SOURCE RECORDS.
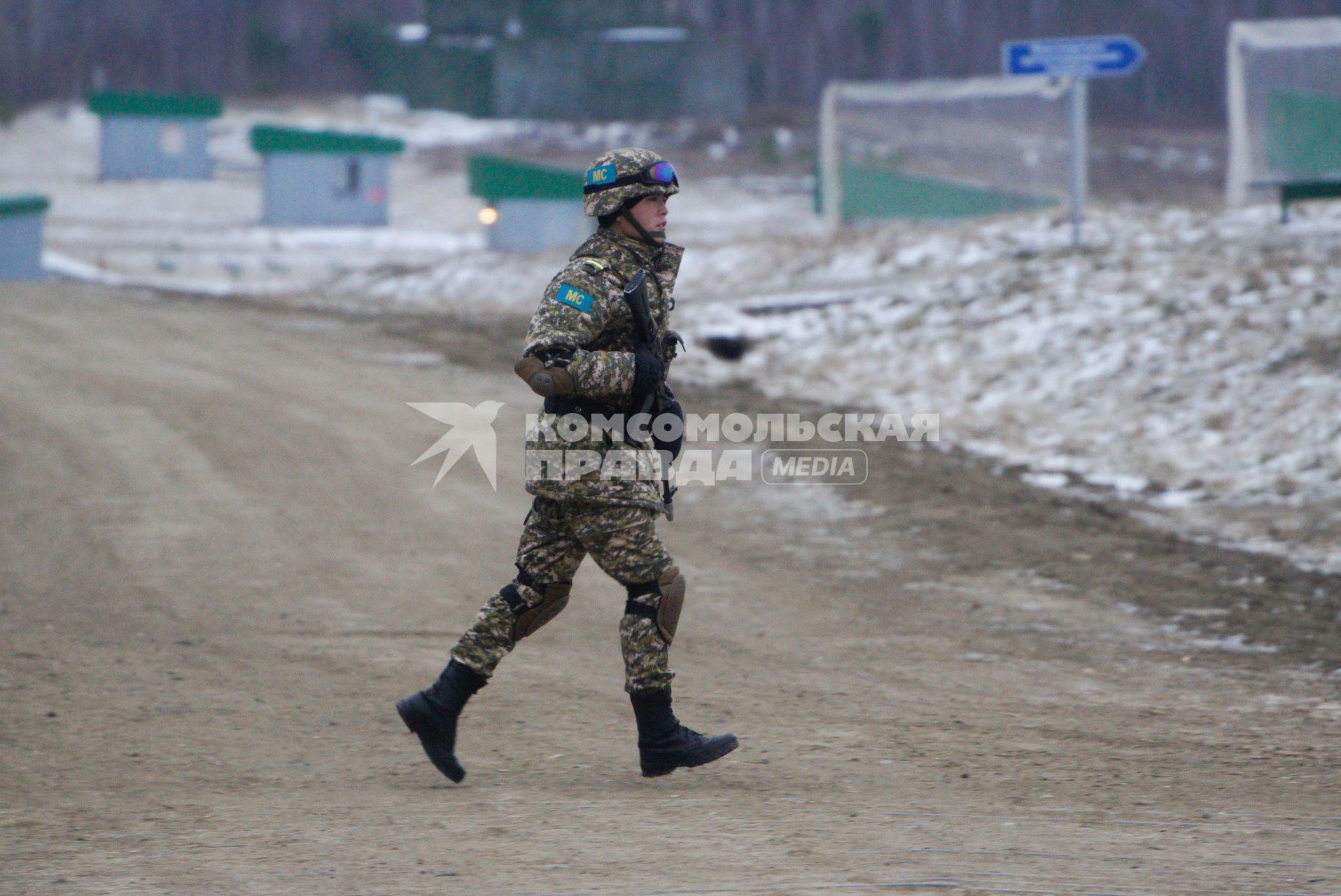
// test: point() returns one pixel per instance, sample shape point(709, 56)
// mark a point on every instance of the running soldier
point(585, 354)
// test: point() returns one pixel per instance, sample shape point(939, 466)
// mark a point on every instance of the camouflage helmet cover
point(626, 162)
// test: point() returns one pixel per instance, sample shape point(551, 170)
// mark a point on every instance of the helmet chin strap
point(656, 239)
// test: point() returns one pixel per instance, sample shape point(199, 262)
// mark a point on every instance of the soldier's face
point(651, 212)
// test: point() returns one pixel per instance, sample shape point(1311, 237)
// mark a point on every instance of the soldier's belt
point(584, 407)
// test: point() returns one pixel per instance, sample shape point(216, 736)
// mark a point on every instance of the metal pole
point(1080, 146)
point(830, 178)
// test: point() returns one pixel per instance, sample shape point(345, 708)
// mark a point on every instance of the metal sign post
point(1080, 59)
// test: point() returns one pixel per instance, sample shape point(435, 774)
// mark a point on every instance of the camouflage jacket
point(584, 313)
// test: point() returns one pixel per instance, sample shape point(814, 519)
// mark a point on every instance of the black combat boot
point(432, 715)
point(664, 745)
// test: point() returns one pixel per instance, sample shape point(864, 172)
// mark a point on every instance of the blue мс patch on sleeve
point(575, 297)
point(601, 175)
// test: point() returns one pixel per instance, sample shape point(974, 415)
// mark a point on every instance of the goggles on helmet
point(654, 175)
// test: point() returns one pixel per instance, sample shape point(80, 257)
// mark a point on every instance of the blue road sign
point(1099, 57)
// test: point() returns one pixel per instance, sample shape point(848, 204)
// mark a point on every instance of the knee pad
point(670, 589)
point(528, 617)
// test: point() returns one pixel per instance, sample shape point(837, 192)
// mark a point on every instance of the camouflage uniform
point(584, 323)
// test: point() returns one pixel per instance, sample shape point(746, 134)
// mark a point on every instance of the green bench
point(1304, 146)
point(1300, 191)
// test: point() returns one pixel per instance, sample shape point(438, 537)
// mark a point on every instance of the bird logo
point(470, 428)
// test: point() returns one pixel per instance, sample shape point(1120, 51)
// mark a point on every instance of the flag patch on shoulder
point(575, 297)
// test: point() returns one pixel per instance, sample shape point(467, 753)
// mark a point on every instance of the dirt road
point(218, 572)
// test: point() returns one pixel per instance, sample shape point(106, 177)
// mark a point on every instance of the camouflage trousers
point(556, 540)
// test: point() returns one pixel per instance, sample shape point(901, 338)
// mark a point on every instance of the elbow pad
point(543, 380)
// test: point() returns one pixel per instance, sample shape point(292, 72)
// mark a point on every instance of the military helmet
point(622, 175)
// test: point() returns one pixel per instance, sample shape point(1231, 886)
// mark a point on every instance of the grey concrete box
point(20, 247)
point(148, 148)
point(325, 190)
point(538, 224)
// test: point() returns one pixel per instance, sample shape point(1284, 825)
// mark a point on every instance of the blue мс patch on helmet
point(575, 298)
point(601, 175)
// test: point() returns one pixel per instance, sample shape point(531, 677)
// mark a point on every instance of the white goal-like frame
point(920, 92)
point(1246, 165)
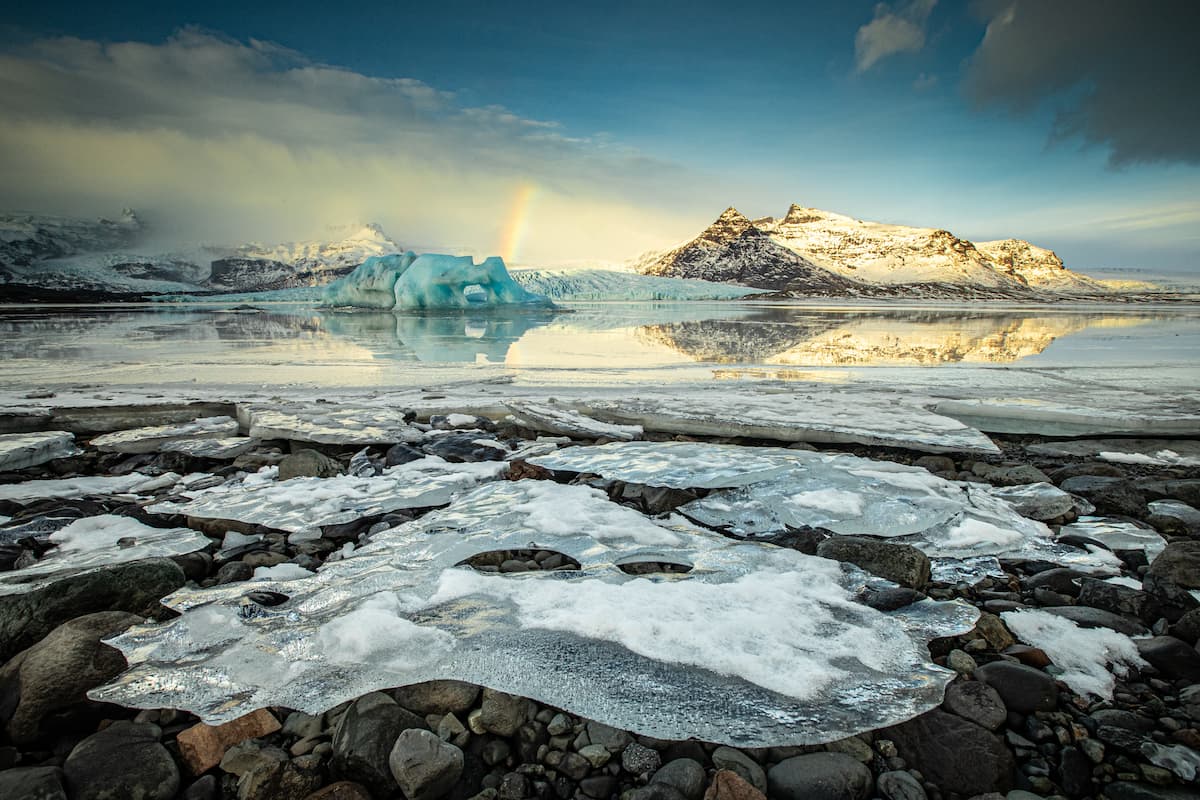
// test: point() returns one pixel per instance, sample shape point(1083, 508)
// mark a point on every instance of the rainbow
point(517, 222)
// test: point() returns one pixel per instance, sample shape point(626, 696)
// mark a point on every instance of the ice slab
point(305, 504)
point(79, 487)
point(786, 415)
point(22, 450)
point(222, 447)
point(1161, 452)
point(784, 655)
point(1085, 655)
point(100, 541)
point(1117, 535)
point(145, 440)
point(1067, 419)
point(673, 464)
point(553, 417)
point(329, 423)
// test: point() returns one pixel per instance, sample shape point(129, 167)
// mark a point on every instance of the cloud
point(228, 140)
point(1121, 74)
point(891, 32)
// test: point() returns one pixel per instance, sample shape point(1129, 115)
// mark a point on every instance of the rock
point(1108, 494)
point(203, 746)
point(133, 587)
point(976, 701)
point(438, 697)
point(899, 785)
point(425, 767)
point(365, 737)
point(123, 762)
point(820, 776)
point(904, 564)
point(1170, 656)
point(684, 775)
point(502, 714)
point(309, 463)
point(1021, 689)
point(33, 783)
point(58, 671)
point(954, 753)
point(730, 786)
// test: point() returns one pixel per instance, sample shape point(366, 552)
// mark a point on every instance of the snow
point(22, 450)
point(1085, 655)
point(153, 439)
point(95, 542)
point(397, 611)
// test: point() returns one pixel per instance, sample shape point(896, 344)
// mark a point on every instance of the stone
point(203, 746)
point(954, 753)
point(33, 783)
point(502, 714)
point(976, 701)
point(1170, 656)
point(904, 564)
point(425, 767)
point(684, 775)
point(899, 785)
point(123, 762)
point(1021, 689)
point(58, 671)
point(438, 697)
point(364, 740)
point(820, 776)
point(727, 785)
point(132, 587)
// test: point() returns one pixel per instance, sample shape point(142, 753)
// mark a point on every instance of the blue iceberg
point(412, 282)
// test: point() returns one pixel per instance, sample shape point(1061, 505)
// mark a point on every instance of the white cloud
point(226, 140)
point(891, 32)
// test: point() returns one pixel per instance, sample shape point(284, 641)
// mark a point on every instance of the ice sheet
point(597, 642)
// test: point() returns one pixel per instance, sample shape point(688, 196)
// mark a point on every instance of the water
point(289, 344)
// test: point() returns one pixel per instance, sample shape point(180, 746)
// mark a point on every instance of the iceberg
point(412, 282)
point(786, 654)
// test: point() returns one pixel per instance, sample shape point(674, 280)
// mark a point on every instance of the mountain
point(810, 252)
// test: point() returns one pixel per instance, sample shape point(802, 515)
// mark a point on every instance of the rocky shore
point(1008, 723)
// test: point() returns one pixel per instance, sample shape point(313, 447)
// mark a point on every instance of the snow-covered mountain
point(810, 252)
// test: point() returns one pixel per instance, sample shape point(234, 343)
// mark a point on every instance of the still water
point(282, 343)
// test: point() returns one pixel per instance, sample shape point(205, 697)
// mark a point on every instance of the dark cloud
point(1121, 74)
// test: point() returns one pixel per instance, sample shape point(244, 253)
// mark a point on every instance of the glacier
point(430, 282)
point(402, 609)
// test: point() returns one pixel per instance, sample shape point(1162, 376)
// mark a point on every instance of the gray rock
point(820, 776)
point(58, 671)
point(425, 767)
point(976, 701)
point(1023, 689)
point(123, 762)
point(133, 587)
point(899, 785)
point(438, 697)
point(33, 783)
point(502, 714)
point(309, 463)
point(685, 775)
point(903, 564)
point(365, 737)
point(954, 753)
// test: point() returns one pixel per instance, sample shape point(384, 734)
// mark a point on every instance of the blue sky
point(637, 121)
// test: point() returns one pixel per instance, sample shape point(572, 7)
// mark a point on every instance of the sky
point(551, 132)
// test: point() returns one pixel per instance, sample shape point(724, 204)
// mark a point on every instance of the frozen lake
point(589, 343)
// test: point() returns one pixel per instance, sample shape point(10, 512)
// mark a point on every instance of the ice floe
point(100, 541)
point(145, 440)
point(784, 654)
point(22, 450)
point(306, 504)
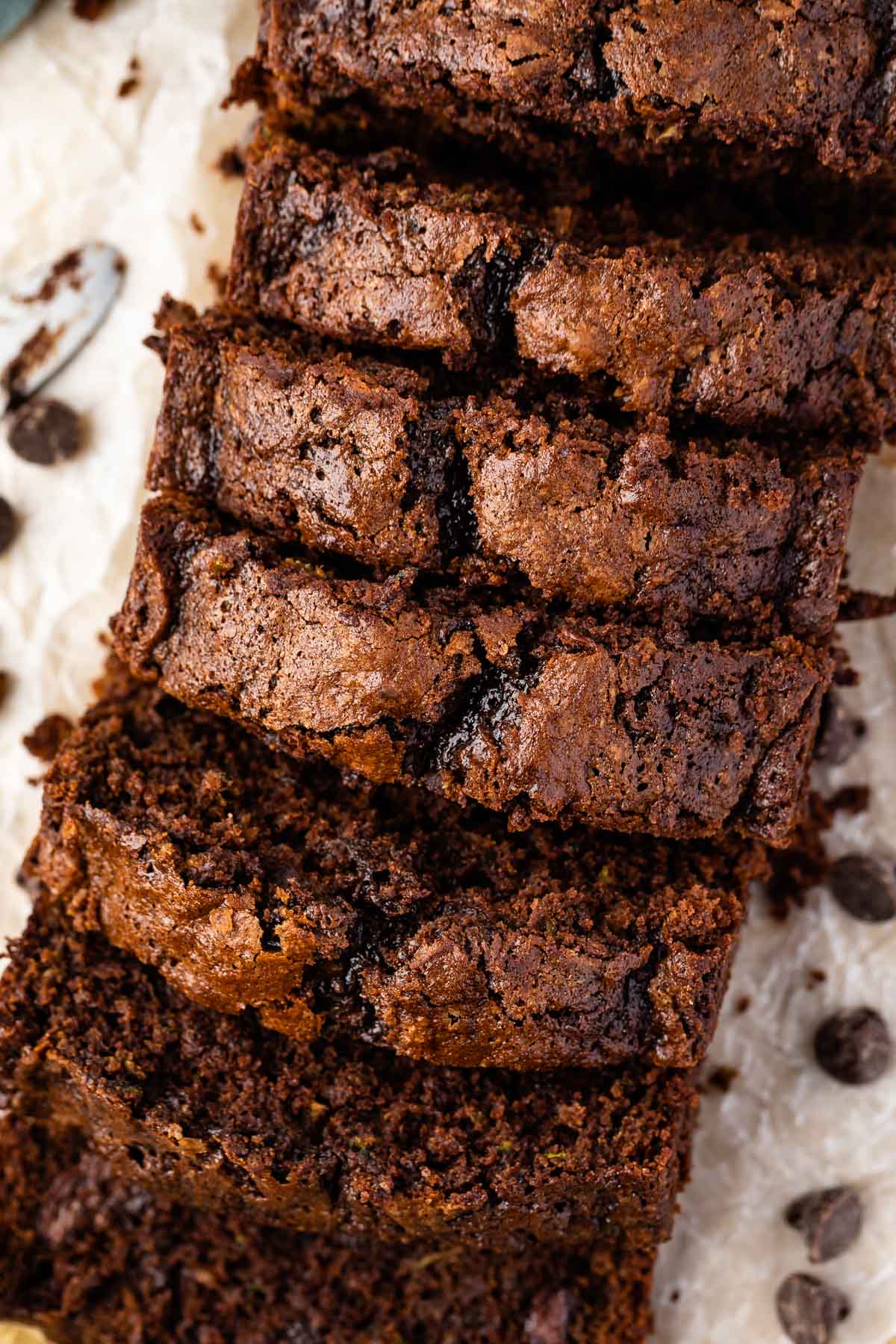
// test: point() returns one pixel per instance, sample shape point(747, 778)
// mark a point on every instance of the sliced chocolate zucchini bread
point(547, 717)
point(335, 1136)
point(394, 463)
point(250, 880)
point(747, 329)
point(94, 1258)
point(662, 81)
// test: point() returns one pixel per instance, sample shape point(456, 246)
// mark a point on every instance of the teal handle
point(13, 13)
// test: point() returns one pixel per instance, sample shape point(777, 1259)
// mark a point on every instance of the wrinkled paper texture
point(78, 161)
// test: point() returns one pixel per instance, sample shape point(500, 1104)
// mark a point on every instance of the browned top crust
point(331, 1137)
point(543, 715)
point(253, 880)
point(750, 331)
point(396, 464)
point(656, 78)
point(93, 1258)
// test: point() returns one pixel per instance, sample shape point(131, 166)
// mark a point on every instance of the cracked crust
point(250, 880)
point(93, 1258)
point(394, 464)
point(337, 1139)
point(750, 332)
point(742, 84)
point(541, 715)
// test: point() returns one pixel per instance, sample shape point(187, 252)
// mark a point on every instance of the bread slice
point(253, 880)
point(709, 81)
point(335, 1137)
point(746, 329)
point(393, 463)
point(541, 715)
point(93, 1258)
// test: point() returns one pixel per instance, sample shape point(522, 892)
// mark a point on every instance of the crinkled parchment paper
point(77, 161)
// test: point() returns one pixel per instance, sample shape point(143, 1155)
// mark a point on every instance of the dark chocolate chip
point(45, 432)
point(853, 1046)
point(809, 1310)
point(45, 741)
point(829, 1221)
point(722, 1078)
point(840, 732)
point(7, 524)
point(865, 886)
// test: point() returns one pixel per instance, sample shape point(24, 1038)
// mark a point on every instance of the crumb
point(218, 277)
point(853, 799)
point(89, 10)
point(230, 163)
point(723, 1077)
point(45, 741)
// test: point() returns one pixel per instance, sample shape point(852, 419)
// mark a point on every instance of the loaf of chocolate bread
point(747, 329)
point(334, 1136)
point(396, 464)
point(541, 715)
point(399, 918)
point(659, 81)
point(93, 1258)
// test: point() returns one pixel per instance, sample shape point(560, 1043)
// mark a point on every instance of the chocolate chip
point(45, 432)
point(722, 1078)
point(809, 1310)
point(829, 1221)
point(45, 741)
point(840, 732)
point(548, 1320)
point(853, 1046)
point(865, 886)
point(7, 524)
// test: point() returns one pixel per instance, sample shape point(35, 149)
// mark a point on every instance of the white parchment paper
point(75, 163)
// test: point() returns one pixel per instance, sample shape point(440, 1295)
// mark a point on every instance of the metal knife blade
point(47, 315)
point(13, 13)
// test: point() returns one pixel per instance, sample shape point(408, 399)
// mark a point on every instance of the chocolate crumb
point(218, 277)
point(45, 432)
point(809, 1310)
point(89, 10)
point(853, 1046)
point(231, 163)
point(548, 1320)
point(45, 741)
point(840, 732)
point(828, 1219)
point(7, 524)
point(864, 885)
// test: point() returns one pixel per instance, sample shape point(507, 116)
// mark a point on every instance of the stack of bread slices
point(472, 659)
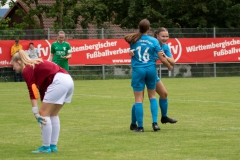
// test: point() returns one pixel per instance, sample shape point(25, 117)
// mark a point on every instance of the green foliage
point(70, 14)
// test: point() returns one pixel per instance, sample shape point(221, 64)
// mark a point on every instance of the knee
point(164, 95)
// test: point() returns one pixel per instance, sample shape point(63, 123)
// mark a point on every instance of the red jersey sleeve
point(28, 75)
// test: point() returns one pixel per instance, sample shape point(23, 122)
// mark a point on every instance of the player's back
point(145, 50)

PROBLEM. Pull out the lines of the material word for word, starting with the line that has "shape point(814, 519)" and stopping after the line that has "point(543, 380)".

RESPONSE BELOW.
// test: point() returns one pixel per instance, sample shape point(814, 519)
// mark a point on every instance of the black combat boot
point(432, 715)
point(664, 745)
// test: point() returns one pixel per instance, sample shape point(864, 172)
// mark a point on every instance of the blue мс patch on sleeve
point(575, 297)
point(601, 175)
// test: point() returns one pixel per instance, sample shape point(974, 415)
// mark a point on every instance of the goggles on helmet
point(654, 175)
// test: point() returns one pixel per instance, sample shape point(80, 257)
// mark a point on every instance of the blue road sign
point(1099, 57)
// test: point() returns one pixel per instance, sample shape point(848, 204)
// mark a point on every instance of the knee pad
point(670, 589)
point(528, 617)
// test: point() returns one pixel per instance, sample shape point(837, 192)
// mark a point on every instance of the camouflage uniform
point(584, 323)
// test: point() returns one pixel per instance, sample shape point(746, 134)
// mark a point on every instance of the green bench
point(1304, 146)
point(1300, 191)
// test: point() returns one pixel per instance, sample shape point(438, 537)
// mark a point on every instance of the bird logo
point(470, 428)
// test: point() returns one pixel per instance, sample shape point(1120, 51)
// mark a point on every instance of the flag patch on shoulder
point(575, 297)
// test: point() returns one pixel per instance, sample shape point(467, 753)
// mark a point on every instance of the dirt road
point(218, 572)
// test: point() returns one pixel per instance, sample shape point(106, 177)
// mark a point on every instance of the camouflage trousers
point(556, 540)
// test: point() returns one pixel per instance, sample shape point(901, 338)
// mark a point on every instance of the elbow pad
point(543, 380)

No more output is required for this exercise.